YOUR OBJECTIVE:
Answer these questions about the Mhairi Black speech below, one per line:
(a) Which party and constituency is Mhairi Black listed with?
(b) How long does the speech say the organized international campaign against the trans community has been going on?
(c) Which organization published the cited study, and what period of the Biden Administration did it examine?

TEXT EXCERPT:

Mhairi Black
Main Page: Mhairi Black (Scottish National Party - Paisley and Renfrewshire South)(3 years, 5 months ago)
Commons ChamberThe UK once played a major role in exporting homophobia around the world, but over the last decade, I am glad to say, we have actually had a relatively positive story to tell. Previous speakers have talked eloquently of the progress that we have made, but this Pride month it is important for us to take a snapshot of what it is currently like to be LGBTQ in the UK.
As we have already heard, there is evidence today that we are more likely to self-harm, to feel suicidal and to have negative experiences in accessing healthcare. We are more likely to be a victim of a crime, but less likely to feel safe enough to report it to the police. There is no shortage of areas where we still have work to do. But a trans person is even more likely to experience everything I have just listed—and worse. That is because over the last five years there has been an organised and concerted international campaign against the trans community, and the UK is no exception.
Where 40 years ago the media, the religious right, and the institutional powers would spread fear and distrust about homosexuals, today we are witnessing the same tactics being recycled and deployed against the trans community. We know this because the International Centre for the Study of Radicalisation published a study just this year looking at the evolution of extremism in the first 100 days of the Biden Administration, and it found that:
“Transphobia has long been one of the most major and ubiquitous narratives around which the far right mobilises… Transphobia should be recognised as a security concern.”

ENTRIES PROVIDED:
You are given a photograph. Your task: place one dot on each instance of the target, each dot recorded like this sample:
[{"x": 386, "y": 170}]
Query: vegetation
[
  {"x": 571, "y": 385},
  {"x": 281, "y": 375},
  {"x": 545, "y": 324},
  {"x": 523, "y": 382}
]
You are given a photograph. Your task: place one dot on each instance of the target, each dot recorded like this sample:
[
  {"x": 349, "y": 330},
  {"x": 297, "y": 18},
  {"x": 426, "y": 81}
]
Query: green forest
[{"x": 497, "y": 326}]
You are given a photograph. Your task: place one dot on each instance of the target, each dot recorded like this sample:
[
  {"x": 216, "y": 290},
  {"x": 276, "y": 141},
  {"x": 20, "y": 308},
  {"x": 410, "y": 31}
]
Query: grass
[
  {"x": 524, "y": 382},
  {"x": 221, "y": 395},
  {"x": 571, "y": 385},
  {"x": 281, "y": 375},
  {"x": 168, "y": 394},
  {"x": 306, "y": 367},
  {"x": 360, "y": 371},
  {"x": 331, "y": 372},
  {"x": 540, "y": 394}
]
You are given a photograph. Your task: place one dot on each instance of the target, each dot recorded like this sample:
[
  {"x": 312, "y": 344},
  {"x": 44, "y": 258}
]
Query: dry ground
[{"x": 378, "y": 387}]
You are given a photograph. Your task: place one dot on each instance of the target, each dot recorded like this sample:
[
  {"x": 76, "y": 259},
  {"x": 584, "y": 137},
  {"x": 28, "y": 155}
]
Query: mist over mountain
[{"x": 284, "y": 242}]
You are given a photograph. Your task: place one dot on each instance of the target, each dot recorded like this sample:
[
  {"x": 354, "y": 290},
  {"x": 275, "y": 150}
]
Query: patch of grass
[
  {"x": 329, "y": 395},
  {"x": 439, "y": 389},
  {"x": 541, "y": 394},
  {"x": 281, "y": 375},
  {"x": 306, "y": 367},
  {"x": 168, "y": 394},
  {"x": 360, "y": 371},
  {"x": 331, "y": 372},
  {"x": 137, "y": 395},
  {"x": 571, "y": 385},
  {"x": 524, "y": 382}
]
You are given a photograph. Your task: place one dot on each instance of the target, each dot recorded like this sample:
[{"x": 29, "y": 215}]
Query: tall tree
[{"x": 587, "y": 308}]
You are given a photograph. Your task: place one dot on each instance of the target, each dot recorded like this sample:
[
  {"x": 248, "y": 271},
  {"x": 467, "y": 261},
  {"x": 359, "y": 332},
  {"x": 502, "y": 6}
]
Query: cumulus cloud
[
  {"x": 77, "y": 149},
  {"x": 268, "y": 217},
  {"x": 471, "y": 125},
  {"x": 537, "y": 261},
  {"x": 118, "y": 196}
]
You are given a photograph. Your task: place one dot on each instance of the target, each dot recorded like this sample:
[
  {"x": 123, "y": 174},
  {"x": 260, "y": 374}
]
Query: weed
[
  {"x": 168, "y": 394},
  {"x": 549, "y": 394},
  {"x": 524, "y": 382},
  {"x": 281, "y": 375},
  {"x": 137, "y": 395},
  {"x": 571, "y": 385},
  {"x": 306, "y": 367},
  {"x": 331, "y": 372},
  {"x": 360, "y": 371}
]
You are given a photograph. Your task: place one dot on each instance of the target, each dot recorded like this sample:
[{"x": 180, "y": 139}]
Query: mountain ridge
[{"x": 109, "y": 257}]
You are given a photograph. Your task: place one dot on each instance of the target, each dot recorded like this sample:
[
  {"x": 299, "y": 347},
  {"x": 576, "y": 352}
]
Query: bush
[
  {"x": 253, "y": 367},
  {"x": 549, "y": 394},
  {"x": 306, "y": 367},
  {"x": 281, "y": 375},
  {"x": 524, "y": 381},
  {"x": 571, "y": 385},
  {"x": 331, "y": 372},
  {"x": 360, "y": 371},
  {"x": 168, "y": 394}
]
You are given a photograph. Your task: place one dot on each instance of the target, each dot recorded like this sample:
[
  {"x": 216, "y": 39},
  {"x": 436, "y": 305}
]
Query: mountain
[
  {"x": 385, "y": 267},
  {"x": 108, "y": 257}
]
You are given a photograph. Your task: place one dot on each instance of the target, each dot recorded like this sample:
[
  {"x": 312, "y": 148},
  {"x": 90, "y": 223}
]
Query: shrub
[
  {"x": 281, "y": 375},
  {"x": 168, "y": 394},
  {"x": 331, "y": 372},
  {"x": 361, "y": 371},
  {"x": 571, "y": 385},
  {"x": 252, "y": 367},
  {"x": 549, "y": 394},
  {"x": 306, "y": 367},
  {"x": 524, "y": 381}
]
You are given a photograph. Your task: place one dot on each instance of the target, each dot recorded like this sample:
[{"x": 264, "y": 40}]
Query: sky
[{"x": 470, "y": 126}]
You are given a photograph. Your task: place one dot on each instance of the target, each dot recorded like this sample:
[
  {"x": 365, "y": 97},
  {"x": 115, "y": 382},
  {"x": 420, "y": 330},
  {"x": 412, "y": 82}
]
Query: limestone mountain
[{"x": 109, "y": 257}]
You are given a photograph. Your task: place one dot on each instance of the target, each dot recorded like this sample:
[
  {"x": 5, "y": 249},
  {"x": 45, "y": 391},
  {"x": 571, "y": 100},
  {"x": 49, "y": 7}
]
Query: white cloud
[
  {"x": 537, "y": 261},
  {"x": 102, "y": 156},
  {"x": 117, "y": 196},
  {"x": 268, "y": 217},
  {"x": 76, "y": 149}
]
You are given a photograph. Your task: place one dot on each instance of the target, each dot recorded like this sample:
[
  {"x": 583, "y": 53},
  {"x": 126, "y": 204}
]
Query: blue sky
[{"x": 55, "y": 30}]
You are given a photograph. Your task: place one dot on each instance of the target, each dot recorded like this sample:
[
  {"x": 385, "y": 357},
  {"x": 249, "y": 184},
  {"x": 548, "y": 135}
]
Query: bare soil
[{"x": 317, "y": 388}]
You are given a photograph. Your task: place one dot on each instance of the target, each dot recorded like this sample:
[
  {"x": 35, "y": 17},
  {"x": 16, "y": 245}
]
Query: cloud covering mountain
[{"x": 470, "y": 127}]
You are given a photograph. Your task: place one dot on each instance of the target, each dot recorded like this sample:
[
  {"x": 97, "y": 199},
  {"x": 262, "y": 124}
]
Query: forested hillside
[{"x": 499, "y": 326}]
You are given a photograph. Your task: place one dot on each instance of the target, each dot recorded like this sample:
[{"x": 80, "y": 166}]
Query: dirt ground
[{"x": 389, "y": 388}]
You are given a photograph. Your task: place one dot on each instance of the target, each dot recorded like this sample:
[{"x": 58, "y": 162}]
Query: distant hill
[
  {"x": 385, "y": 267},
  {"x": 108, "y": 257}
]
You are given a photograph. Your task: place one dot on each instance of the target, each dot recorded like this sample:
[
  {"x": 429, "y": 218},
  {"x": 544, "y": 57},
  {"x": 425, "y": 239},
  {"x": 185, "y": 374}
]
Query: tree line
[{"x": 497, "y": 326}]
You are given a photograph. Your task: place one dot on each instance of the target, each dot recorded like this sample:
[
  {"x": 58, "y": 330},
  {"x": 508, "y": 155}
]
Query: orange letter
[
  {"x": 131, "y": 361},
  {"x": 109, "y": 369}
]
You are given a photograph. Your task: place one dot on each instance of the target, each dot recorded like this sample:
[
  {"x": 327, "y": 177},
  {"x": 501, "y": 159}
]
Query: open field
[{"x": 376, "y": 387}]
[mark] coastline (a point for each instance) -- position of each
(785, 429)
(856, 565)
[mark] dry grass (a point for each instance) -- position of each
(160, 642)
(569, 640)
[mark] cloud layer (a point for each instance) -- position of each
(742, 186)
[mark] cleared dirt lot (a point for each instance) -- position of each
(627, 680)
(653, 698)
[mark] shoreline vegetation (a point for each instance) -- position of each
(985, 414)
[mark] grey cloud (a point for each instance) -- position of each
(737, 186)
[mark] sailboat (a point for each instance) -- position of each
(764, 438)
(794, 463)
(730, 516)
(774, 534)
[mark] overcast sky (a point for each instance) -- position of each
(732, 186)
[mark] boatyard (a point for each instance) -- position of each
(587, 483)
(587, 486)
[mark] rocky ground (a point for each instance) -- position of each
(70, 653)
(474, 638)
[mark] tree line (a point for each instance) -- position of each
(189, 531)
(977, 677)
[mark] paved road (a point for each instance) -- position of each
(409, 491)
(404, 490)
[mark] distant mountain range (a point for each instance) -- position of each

ANSWER SPACE:
(a) The Scottish National Party, Paisley and Renfrewshire South.
(b) Over the last five years.
(c) The International Centre for the Study of Radicalisation, and the first 100 days of the Biden Administration.